• Exercise goal: Starting at the line that contains "Would you kindly indicate the rear wheel" and ending at the end of the listing, write those lines out again with every "marker" swapped for "pin" and nothing else changed. Leave the pictures out.
►
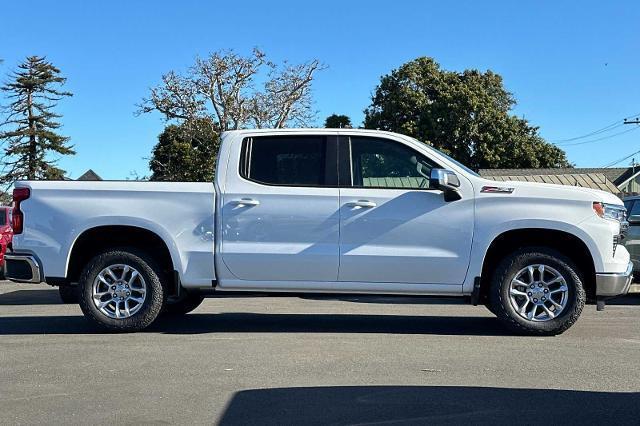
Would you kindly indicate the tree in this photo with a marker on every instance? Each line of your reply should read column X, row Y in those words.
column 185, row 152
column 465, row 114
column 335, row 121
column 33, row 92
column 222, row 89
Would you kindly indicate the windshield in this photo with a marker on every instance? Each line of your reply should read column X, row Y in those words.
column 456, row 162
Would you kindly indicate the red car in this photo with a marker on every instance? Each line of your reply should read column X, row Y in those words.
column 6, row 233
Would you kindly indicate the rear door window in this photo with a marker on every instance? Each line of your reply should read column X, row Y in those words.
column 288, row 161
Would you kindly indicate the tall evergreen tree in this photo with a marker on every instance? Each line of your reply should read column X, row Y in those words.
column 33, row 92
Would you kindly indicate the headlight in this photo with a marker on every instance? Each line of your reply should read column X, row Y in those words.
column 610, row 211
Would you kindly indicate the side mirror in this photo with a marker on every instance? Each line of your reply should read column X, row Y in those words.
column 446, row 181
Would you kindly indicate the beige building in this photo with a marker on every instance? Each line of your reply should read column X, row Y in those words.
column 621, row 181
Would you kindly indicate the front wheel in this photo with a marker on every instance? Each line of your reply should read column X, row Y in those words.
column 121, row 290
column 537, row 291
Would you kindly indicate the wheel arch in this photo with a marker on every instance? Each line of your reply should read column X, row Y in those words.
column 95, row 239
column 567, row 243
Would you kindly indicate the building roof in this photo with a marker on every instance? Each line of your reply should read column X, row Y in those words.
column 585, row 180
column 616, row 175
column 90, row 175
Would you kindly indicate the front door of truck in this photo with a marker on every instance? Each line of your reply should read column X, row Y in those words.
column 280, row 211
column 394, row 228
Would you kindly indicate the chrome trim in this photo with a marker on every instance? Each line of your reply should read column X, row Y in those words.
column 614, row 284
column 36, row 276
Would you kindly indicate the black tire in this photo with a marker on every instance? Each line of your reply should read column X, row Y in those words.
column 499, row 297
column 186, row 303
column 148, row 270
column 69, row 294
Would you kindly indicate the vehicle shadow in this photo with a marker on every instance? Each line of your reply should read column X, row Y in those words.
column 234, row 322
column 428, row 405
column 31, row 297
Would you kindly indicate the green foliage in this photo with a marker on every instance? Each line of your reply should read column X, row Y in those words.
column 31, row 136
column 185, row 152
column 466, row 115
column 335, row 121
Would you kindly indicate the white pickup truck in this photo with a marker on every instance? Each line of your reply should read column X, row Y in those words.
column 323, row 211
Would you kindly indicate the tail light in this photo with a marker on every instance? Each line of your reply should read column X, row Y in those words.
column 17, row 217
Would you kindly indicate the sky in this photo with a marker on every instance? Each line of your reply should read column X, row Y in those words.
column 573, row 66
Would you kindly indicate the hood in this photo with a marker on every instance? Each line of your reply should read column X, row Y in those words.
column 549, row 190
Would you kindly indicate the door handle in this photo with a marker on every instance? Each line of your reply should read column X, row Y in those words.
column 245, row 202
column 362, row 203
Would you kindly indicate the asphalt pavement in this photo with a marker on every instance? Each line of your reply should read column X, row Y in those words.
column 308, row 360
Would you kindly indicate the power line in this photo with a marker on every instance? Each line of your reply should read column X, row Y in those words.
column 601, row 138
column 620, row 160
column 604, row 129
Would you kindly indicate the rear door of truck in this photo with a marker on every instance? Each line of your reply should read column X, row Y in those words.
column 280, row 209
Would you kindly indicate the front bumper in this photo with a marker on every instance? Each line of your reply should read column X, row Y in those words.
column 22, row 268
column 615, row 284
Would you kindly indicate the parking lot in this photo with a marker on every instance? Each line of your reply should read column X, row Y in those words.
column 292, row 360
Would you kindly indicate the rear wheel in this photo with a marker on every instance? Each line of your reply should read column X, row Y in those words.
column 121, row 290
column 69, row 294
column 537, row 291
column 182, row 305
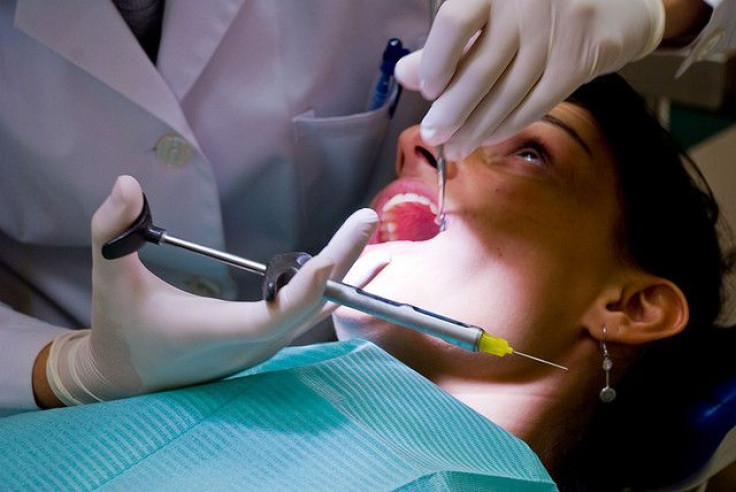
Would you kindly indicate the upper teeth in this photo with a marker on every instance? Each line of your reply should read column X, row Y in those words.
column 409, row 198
◄
• Answer below:
Would you kindly indicate the rear wheel in this photo with a pin on every instance? Each line of your reply should read column X, row Y in those words.
column 121, row 290
column 69, row 294
column 537, row 291
column 182, row 305
Would you kindly indicate the upper teeth in this photo with a pin on every instance? Each line of your reply should read column X, row Y in those words.
column 409, row 198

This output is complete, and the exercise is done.